- Objective: Here are some records; quote them exactly, leaving out the pictures.

- Source records:
========================================================================

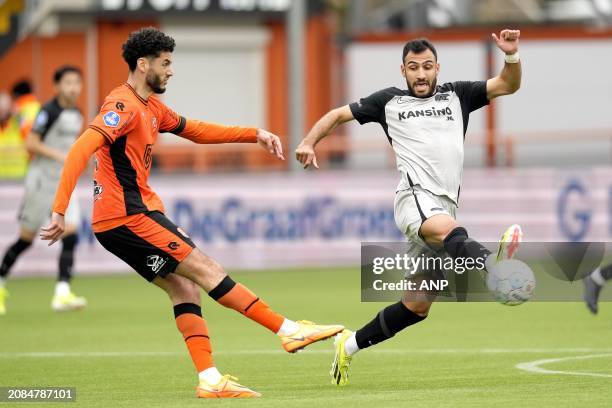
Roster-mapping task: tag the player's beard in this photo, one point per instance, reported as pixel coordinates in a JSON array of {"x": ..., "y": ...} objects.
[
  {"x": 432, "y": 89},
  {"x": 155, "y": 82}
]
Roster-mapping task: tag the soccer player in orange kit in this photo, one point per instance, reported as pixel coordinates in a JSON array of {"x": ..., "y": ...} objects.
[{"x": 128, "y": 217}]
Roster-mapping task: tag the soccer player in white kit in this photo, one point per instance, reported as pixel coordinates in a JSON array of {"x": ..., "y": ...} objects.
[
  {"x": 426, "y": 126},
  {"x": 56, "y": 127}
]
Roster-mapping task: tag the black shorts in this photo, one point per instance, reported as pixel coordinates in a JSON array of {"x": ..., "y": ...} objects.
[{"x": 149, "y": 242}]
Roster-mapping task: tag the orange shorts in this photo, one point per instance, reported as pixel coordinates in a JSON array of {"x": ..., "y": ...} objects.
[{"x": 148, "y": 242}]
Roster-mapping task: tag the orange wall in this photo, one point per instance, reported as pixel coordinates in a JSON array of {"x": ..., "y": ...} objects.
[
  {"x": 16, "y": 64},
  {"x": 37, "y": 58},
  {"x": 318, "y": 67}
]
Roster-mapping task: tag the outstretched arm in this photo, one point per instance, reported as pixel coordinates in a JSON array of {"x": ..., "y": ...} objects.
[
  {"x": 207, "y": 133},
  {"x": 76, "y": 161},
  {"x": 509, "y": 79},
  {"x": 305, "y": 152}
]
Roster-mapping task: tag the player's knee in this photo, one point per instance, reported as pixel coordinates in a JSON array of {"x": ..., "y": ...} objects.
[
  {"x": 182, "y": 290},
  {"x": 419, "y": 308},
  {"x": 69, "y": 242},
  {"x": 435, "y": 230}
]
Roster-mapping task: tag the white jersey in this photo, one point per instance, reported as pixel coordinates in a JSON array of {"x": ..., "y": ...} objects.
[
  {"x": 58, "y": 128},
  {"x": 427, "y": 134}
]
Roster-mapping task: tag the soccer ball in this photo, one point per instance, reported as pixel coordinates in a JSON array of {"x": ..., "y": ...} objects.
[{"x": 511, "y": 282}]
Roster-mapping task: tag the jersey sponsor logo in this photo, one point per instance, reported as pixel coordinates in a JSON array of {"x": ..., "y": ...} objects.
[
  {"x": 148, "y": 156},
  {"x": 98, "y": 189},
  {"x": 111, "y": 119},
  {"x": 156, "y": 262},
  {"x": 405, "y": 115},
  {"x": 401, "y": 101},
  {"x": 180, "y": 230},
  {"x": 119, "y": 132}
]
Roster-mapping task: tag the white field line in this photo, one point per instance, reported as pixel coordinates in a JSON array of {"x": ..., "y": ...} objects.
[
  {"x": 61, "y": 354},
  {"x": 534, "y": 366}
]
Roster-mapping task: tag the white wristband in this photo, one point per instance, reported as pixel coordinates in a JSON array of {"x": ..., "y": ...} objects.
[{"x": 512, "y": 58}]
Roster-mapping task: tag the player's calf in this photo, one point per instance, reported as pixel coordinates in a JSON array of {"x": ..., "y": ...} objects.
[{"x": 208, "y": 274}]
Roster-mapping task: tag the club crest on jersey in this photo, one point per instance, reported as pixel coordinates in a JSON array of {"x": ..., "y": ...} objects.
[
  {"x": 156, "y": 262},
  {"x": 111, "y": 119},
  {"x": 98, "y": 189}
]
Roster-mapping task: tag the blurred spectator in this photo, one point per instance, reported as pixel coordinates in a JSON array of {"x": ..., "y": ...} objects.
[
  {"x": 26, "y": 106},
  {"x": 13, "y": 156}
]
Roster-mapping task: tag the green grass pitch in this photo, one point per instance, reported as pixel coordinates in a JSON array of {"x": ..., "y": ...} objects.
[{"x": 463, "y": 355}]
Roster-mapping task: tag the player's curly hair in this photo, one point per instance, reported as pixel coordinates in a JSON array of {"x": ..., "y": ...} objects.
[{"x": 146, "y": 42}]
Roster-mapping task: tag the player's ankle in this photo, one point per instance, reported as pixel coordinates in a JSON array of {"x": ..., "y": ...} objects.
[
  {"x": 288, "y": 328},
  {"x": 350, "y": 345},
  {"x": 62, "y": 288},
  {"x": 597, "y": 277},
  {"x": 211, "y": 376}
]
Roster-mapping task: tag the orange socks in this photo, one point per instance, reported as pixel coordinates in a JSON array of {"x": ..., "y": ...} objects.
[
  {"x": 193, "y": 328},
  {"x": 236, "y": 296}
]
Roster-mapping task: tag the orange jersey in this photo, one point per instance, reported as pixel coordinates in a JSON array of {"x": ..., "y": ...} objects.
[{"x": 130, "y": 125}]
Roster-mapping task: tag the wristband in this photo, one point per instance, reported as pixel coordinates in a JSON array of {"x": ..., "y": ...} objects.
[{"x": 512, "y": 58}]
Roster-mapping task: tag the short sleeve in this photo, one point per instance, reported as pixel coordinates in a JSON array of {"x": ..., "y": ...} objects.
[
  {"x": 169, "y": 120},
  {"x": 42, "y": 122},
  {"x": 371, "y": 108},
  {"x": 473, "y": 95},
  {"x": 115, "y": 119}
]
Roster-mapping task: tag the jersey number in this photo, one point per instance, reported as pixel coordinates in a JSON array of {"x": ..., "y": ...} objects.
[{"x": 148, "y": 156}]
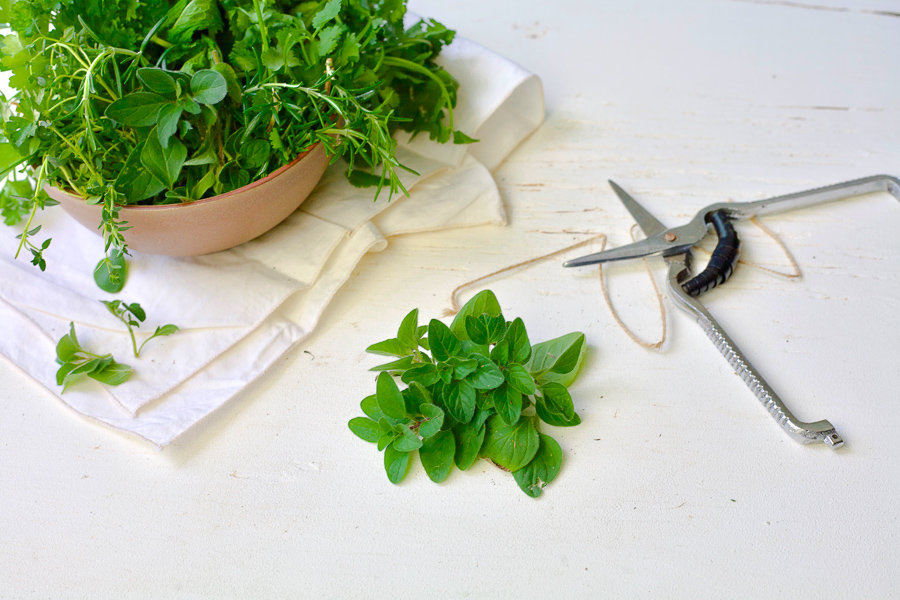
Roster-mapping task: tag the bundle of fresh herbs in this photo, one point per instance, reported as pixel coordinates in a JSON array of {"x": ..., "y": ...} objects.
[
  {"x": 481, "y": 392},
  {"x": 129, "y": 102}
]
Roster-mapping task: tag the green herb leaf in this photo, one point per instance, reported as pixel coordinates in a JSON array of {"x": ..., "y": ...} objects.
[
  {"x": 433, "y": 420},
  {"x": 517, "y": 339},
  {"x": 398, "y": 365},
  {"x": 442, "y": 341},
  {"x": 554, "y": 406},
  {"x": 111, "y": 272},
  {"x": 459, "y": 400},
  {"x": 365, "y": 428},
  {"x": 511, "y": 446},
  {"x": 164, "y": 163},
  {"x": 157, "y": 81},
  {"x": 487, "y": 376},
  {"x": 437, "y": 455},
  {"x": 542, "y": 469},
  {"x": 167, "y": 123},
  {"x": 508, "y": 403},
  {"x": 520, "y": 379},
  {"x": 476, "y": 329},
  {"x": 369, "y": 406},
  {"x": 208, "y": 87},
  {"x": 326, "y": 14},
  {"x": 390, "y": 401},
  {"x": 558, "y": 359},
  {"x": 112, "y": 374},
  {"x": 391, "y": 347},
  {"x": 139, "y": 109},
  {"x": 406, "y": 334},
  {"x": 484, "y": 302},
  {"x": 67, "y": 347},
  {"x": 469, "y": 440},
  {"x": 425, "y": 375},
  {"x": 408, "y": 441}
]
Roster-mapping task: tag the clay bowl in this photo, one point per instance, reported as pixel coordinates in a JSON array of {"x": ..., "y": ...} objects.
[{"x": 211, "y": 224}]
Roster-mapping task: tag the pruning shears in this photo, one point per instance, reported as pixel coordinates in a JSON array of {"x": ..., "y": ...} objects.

========================================================================

- Answer to the task:
Roster-mapping task: tag the player's beard in this photo, one point per instance, reported as pixel coordinates in a JSON array of {"x": ..., "y": ...} objects.
[
  {"x": 432, "y": 89},
  {"x": 155, "y": 82}
]
Roster-mapping task: tag the soccer player in orange kit in this photo, one point per instance, reported as pixel coordinates in a JSON array of {"x": ..., "y": ...} objects.
[{"x": 128, "y": 217}]
Roster-mapping task: tag the soccer player in white kit in this photo, one point per instance, reported as pixel coordinates in a JSON array of {"x": ..., "y": ...} objects.
[
  {"x": 426, "y": 126},
  {"x": 56, "y": 127}
]
Roster-mapping task: tag the black shorts in this photo, one point per instance, reported as pixel coordinates in a JSON array of {"x": ..., "y": ...} objects.
[{"x": 149, "y": 242}]
Roster-mapping task: tag the orange shorts in this photo, one point per instance, reported as pixel coordinates in a JSON array of {"x": ..., "y": ...} objects.
[{"x": 148, "y": 242}]
Roster-mapping task: tag the orange wall in this photo, one point per instance, reported as pixel coordinates in a JSON array of {"x": ..., "y": ...} objects.
[
  {"x": 16, "y": 64},
  {"x": 37, "y": 58},
  {"x": 318, "y": 67}
]
Roster-mapping task: tag the outstretched arm in this photo, one point per instance, reported as pixel coordinates in a JSON array of {"x": ..., "y": ...} objects.
[
  {"x": 207, "y": 133},
  {"x": 76, "y": 161},
  {"x": 509, "y": 79},
  {"x": 305, "y": 152}
]
Roster-mapping task: tag the player's knee in this photo, one point per instance, reported as pixel coordinates in a JSON array of {"x": ..., "y": ...} objects.
[
  {"x": 182, "y": 290},
  {"x": 419, "y": 308},
  {"x": 69, "y": 242},
  {"x": 435, "y": 230}
]
Roster-mapping task: tag the white jersey in this photo, one point per instance, reported as pixel coordinates in a JSON array of {"x": ..., "y": ...} objects.
[
  {"x": 58, "y": 128},
  {"x": 427, "y": 134}
]
Roster-mapping task: tag the soccer ball in this photo, one point per instance, reported as pixel coordinates in a JSON array of {"x": ..., "y": ...} objects.
[{"x": 511, "y": 282}]
Roster-mapping task: tag the jersey sponsor logo in this photo, one point per instance, reported as pixel coordinates in a JSON array of {"x": ..., "y": ...} objects.
[
  {"x": 148, "y": 156},
  {"x": 98, "y": 189},
  {"x": 111, "y": 119},
  {"x": 156, "y": 262},
  {"x": 405, "y": 115},
  {"x": 401, "y": 101},
  {"x": 180, "y": 230},
  {"x": 119, "y": 132}
]
Roster-mapping task: tag the white field line in this photo, one point per instance, reported as pixel coordinates in a JSON array of {"x": ..., "y": ...} objects.
[
  {"x": 61, "y": 354},
  {"x": 534, "y": 366}
]
Roster-mapping task: tag the white wristband in this photo, one point per instance, reported as pixel coordinates in a JSON array of {"x": ..., "y": ...} objects.
[{"x": 512, "y": 58}]
Roster-mapping task: tag the player's calf in this photo, one point per instance, reported as pixel coordinates in a JSON array of {"x": ..., "y": ...} objects.
[{"x": 208, "y": 274}]
Roster-mapping task: tag the club crest on jersey in this photo, one point per instance, reported as pixel coordinates in a JSON array of {"x": ..., "y": ...} objects.
[
  {"x": 156, "y": 262},
  {"x": 111, "y": 119},
  {"x": 98, "y": 189}
]
Roster-mapping task: tag the blurred spectator in this photo, one point per instance, reported as pixel coordinates in a JSON array of {"x": ..., "y": ...} objects.
[
  {"x": 26, "y": 106},
  {"x": 13, "y": 156}
]
Roster-mapping task: tag the green grass pitch in this photo, one point per instance, reported as pixel coordinates in a JSON array of {"x": ..., "y": ...} objects.
[{"x": 463, "y": 355}]
Roster-mapping task: tag the player's curly hair in this photo, one point per instance, reported as pixel coordinates in a JSON array of {"x": ..., "y": ...} objects.
[{"x": 146, "y": 42}]
Roster-mapping task: tag the player's ankle in this photo, one point per instance, reported as pixel coordinates in a JSON array of {"x": ..., "y": ...} objects.
[
  {"x": 288, "y": 328},
  {"x": 350, "y": 345},
  {"x": 62, "y": 288},
  {"x": 597, "y": 277},
  {"x": 211, "y": 376}
]
Roster-mapping task: tag the orange socks in this photo, one point per instance, reported as pixel coordinates in a JSON array of {"x": ..., "y": ...} objects.
[
  {"x": 193, "y": 328},
  {"x": 236, "y": 296}
]
Roster-mapping task: tag the orange jersey in this photo, one point per instance, reported as pixel coordinates in a JSON array of {"x": ..., "y": ...} objects.
[{"x": 130, "y": 125}]
Roster-mapping task: tag the wristband in this photo, one point per instance, reported as pixel coordinates in a JSON array of {"x": ..., "y": ...} objects.
[{"x": 512, "y": 58}]
Roster-mapping task: tag the short sleeve in this photo, one point per instance, reported as pixel coordinates in a JSON array of {"x": ..., "y": ...} objects.
[
  {"x": 169, "y": 120},
  {"x": 42, "y": 122},
  {"x": 371, "y": 108},
  {"x": 473, "y": 95},
  {"x": 115, "y": 119}
]
Roster-mapping task: tag the jersey number in this photo, one point per instance, reported as pixel coordinates in a JSON array of {"x": ..., "y": ...} objects.
[{"x": 148, "y": 156}]
Roster-mapping task: tag the bundle of fresh herbs in this photo, one point per instance, reported as pixel coordinates in a JSON array of {"x": ..., "y": ...} objects.
[
  {"x": 481, "y": 392},
  {"x": 129, "y": 102}
]
Roster-mapping task: tag the green herb leaf in this photo, one point per instance, reported as pixel coordinates in a JSON array of {"x": ..., "y": ...} objects.
[
  {"x": 433, "y": 420},
  {"x": 517, "y": 339},
  {"x": 398, "y": 365},
  {"x": 442, "y": 341},
  {"x": 554, "y": 406},
  {"x": 111, "y": 272},
  {"x": 459, "y": 400},
  {"x": 365, "y": 428},
  {"x": 511, "y": 446},
  {"x": 164, "y": 163},
  {"x": 157, "y": 81},
  {"x": 487, "y": 376},
  {"x": 437, "y": 455},
  {"x": 542, "y": 469},
  {"x": 167, "y": 123},
  {"x": 508, "y": 403},
  {"x": 520, "y": 379},
  {"x": 476, "y": 329},
  {"x": 369, "y": 406},
  {"x": 208, "y": 87},
  {"x": 326, "y": 14},
  {"x": 390, "y": 401},
  {"x": 558, "y": 359},
  {"x": 112, "y": 374},
  {"x": 391, "y": 347},
  {"x": 139, "y": 109},
  {"x": 406, "y": 334},
  {"x": 484, "y": 302},
  {"x": 67, "y": 347},
  {"x": 469, "y": 440},
  {"x": 425, "y": 375},
  {"x": 408, "y": 441}
]
Roster-mapping task: tag the clay bowl in this photo, one point per instance, reported as pixel coordinates in a JSON array of {"x": ..., "y": ...} objects.
[{"x": 211, "y": 224}]
Roster-mapping task: tag the pruning shears in this photo, one point per instance, reported as pixel coordinates in a JSON array of {"x": ..., "y": ...} objects.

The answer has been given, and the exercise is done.